● Short exercise:
Rewrite the records below as a numbered list, leaving out blank lines.

● Supplied material:
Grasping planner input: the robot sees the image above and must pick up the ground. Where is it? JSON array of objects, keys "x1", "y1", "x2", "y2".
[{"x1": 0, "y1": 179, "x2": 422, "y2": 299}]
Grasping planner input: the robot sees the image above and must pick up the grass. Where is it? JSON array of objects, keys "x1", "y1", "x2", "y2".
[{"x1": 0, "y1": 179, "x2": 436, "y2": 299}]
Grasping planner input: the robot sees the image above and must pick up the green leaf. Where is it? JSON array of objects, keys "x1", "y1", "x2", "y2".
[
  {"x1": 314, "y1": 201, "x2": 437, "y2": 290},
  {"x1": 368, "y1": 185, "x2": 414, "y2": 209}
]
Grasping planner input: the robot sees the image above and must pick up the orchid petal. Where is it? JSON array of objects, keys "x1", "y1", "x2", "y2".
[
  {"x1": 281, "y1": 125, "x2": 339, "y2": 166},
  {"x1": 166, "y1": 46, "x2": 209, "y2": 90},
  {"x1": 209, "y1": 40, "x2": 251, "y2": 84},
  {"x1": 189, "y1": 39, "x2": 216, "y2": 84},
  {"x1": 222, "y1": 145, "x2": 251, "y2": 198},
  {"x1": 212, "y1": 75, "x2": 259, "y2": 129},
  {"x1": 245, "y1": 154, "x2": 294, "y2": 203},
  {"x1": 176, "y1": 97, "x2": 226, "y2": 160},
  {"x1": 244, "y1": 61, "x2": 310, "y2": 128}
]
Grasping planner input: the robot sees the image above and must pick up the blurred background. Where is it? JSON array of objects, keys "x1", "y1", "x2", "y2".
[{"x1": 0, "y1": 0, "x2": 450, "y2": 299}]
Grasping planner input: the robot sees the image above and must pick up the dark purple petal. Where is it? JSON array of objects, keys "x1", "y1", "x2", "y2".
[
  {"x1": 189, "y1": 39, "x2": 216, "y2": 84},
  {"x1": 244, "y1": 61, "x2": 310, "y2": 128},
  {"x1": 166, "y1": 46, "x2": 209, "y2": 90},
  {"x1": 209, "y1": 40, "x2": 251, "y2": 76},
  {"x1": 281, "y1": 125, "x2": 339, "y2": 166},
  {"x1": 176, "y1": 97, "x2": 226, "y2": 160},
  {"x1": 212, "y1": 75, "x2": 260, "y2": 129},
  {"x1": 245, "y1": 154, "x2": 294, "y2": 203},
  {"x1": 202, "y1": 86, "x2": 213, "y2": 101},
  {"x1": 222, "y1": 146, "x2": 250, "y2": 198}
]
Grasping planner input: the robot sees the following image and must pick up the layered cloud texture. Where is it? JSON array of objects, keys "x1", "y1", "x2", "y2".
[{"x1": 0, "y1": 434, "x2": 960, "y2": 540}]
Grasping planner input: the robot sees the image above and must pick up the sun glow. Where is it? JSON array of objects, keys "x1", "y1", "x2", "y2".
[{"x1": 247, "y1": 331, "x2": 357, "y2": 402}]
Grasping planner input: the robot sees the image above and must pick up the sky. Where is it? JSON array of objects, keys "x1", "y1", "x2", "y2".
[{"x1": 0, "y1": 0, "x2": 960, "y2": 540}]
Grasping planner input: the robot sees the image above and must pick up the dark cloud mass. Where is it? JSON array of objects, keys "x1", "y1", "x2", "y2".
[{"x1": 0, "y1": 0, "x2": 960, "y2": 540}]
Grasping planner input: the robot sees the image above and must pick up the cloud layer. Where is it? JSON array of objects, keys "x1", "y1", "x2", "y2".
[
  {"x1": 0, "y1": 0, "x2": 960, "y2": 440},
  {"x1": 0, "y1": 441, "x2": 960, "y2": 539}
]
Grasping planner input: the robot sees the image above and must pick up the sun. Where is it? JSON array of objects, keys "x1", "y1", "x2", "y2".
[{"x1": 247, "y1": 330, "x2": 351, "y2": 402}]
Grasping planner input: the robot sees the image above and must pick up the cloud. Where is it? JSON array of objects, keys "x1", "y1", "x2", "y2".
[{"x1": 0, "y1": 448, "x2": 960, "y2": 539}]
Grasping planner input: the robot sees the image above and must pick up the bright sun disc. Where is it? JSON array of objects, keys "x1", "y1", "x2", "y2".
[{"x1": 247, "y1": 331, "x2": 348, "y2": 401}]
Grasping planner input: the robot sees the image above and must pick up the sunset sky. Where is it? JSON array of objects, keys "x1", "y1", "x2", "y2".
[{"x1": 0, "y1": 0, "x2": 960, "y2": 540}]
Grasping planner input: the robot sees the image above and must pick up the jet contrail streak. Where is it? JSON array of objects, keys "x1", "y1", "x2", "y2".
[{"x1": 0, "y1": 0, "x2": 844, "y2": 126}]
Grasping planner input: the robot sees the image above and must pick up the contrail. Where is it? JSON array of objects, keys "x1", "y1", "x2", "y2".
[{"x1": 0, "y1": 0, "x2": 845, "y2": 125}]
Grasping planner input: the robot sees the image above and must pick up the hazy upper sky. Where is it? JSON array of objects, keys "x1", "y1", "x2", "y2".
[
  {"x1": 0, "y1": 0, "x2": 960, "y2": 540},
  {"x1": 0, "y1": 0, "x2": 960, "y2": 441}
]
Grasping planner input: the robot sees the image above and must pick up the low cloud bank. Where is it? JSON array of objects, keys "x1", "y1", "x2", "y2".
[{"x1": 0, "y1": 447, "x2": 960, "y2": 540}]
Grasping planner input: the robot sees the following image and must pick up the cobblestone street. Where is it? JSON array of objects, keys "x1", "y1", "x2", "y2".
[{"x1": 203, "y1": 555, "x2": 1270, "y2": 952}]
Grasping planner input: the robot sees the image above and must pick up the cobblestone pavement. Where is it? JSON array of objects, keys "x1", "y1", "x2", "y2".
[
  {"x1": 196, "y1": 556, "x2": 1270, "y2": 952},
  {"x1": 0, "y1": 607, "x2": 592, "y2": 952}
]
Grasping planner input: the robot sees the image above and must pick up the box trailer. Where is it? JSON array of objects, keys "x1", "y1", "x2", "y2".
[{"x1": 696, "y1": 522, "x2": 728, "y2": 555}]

● Solution to the problem:
1. Grasping planner input: the robot sees the image above and must pick up the ground. Where is it? JSON array of objects, keys "x1", "y1", "x2", "y2".
2. [{"x1": 0, "y1": 179, "x2": 422, "y2": 299}]
3. Grasping planner input: the robot sees the image above and must pick up the grass. Where is it? JSON array of objects, keys "x1", "y1", "x2", "y2".
4. [{"x1": 0, "y1": 179, "x2": 436, "y2": 299}]
5. Grasping planner input: the robot sees the image above and must pick up the green leaf. Where is it? JSON array of objects, keys "x1", "y1", "x2", "y2".
6. [
7.   {"x1": 314, "y1": 201, "x2": 437, "y2": 290},
8.   {"x1": 368, "y1": 185, "x2": 414, "y2": 209}
9. ]
10. Grasping planner input: the robot sees the image above and must pick up the orchid petal. Where is it? JSON array of objects, keys "x1", "y1", "x2", "y2".
11. [
12.   {"x1": 281, "y1": 125, "x2": 339, "y2": 166},
13.   {"x1": 166, "y1": 46, "x2": 209, "y2": 90},
14.   {"x1": 209, "y1": 40, "x2": 251, "y2": 84},
15.   {"x1": 189, "y1": 39, "x2": 216, "y2": 84},
16.   {"x1": 222, "y1": 145, "x2": 251, "y2": 198},
17.   {"x1": 212, "y1": 75, "x2": 259, "y2": 129},
18.   {"x1": 245, "y1": 154, "x2": 294, "y2": 203},
19.   {"x1": 176, "y1": 97, "x2": 226, "y2": 160},
20.   {"x1": 244, "y1": 61, "x2": 310, "y2": 128}
21. ]
22. Grasping planner input: the robot sees the image above and must pick up the blurred background. Where is it? JSON array of objects, keys "x1", "y1", "x2", "y2".
23. [{"x1": 0, "y1": 0, "x2": 450, "y2": 299}]
24. Grasping planner input: the robot sees the image above and must pick up the dark purple petal. Where is it? JSON array of objects, keys "x1", "y1", "x2", "y2".
25. [
26.   {"x1": 189, "y1": 39, "x2": 216, "y2": 84},
27.   {"x1": 244, "y1": 61, "x2": 310, "y2": 128},
28.   {"x1": 166, "y1": 46, "x2": 209, "y2": 90},
29.   {"x1": 209, "y1": 40, "x2": 251, "y2": 76},
30.   {"x1": 281, "y1": 125, "x2": 339, "y2": 166},
31.   {"x1": 176, "y1": 97, "x2": 226, "y2": 160},
32.   {"x1": 212, "y1": 75, "x2": 260, "y2": 129},
33.   {"x1": 245, "y1": 154, "x2": 294, "y2": 203},
34.   {"x1": 202, "y1": 86, "x2": 213, "y2": 101},
35.   {"x1": 222, "y1": 146, "x2": 250, "y2": 198}
36. ]
37. Grasping planner input: the robot sees the following image and must pick up the layered cloud texture. Where is it? JSON array of objects, keys "x1", "y1", "x2", "y2".
38. [{"x1": 0, "y1": 434, "x2": 960, "y2": 540}]
39. Grasping planner input: the robot sees the image above and must pick up the sun glow. Where is it? JSON array of objects, keys "x1", "y1", "x2", "y2".
40. [{"x1": 247, "y1": 331, "x2": 357, "y2": 402}]
41. Grasping planner input: the robot sees the image above and must pick up the sky. Where is it? JSON array of objects, keys "x1", "y1", "x2", "y2".
42. [{"x1": 0, "y1": 0, "x2": 960, "y2": 540}]
43. Grasping planner input: the robot sees the image above and must pick up the dark cloud mass. Where is it? JSON array of objects, keys "x1", "y1", "x2", "y2".
44. [{"x1": 0, "y1": 0, "x2": 960, "y2": 540}]
45. Grasping planner input: the robot sees the image above and must pick up the cloud layer. Where is it? JSON array of objects, keys "x1", "y1", "x2", "y2".
46. [
47.   {"x1": 0, "y1": 0, "x2": 960, "y2": 440},
48.   {"x1": 0, "y1": 441, "x2": 960, "y2": 539}
49. ]
50. Grasping planner input: the robot sees the image above and must pick up the sun. Where is it? JSON array of objects, keys "x1", "y1", "x2", "y2".
51. [{"x1": 247, "y1": 330, "x2": 351, "y2": 402}]
52. Grasping planner input: the robot sees the image above and must pick up the cloud. Where is it? JSON array of objects, keys "x1", "y1", "x2", "y2".
53. [{"x1": 0, "y1": 448, "x2": 960, "y2": 539}]
54. Grasping planner input: the robot sees the image above and must pick up the bright sun disc. Where is it? JSON array of objects, keys "x1", "y1", "x2", "y2".
55. [{"x1": 247, "y1": 331, "x2": 348, "y2": 401}]
56. Grasping planner input: the robot sees the image above and must pick up the sunset sky. Where is it? JSON array of objects, keys "x1", "y1", "x2", "y2".
57. [{"x1": 0, "y1": 0, "x2": 960, "y2": 540}]
58. Grasping planner input: the robot sees the image above and must pick up the jet contrail streak. Where is it? JSON array of objects, keys "x1", "y1", "x2", "y2".
59. [{"x1": 0, "y1": 0, "x2": 844, "y2": 126}]
60. Grasping planner input: the robot sees the image above and must pick up the contrail. Where is it? JSON array of objects, keys "x1", "y1", "x2", "y2".
61. [{"x1": 0, "y1": 0, "x2": 845, "y2": 125}]
62. Grasping planner input: the robot sees the image above and must pick up the hazy upper sky. Where is it? JSON array of objects, keys "x1", "y1", "x2", "y2".
63. [
64.   {"x1": 0, "y1": 0, "x2": 960, "y2": 540},
65.   {"x1": 0, "y1": 0, "x2": 960, "y2": 441}
66. ]
67. Grasping planner input: the robot sees the image above and must pick up the low cloud bank. Where is it? JSON array of objects, keys "x1", "y1", "x2", "y2".
68. [{"x1": 0, "y1": 447, "x2": 960, "y2": 540}]
69. Grasping planner input: the robot sees the following image and must pick up the cobblestone street. Where is it? JSON array of objects, keys "x1", "y1", "x2", "y2".
70. [{"x1": 203, "y1": 555, "x2": 1270, "y2": 952}]
71. Grasping planner input: the robot sees the image above and must pick up the cobblestone pavement. Where is it? JSON array of objects, keys "x1", "y1", "x2", "y2".
72. [
73.   {"x1": 196, "y1": 556, "x2": 1270, "y2": 952},
74.   {"x1": 0, "y1": 607, "x2": 592, "y2": 952}
75. ]
76. Grasping planner input: the robot sees the image above and must pick up the box trailer. Where is it? JSON array of objects, keys "x1", "y1", "x2", "y2".
77. [{"x1": 696, "y1": 522, "x2": 728, "y2": 555}]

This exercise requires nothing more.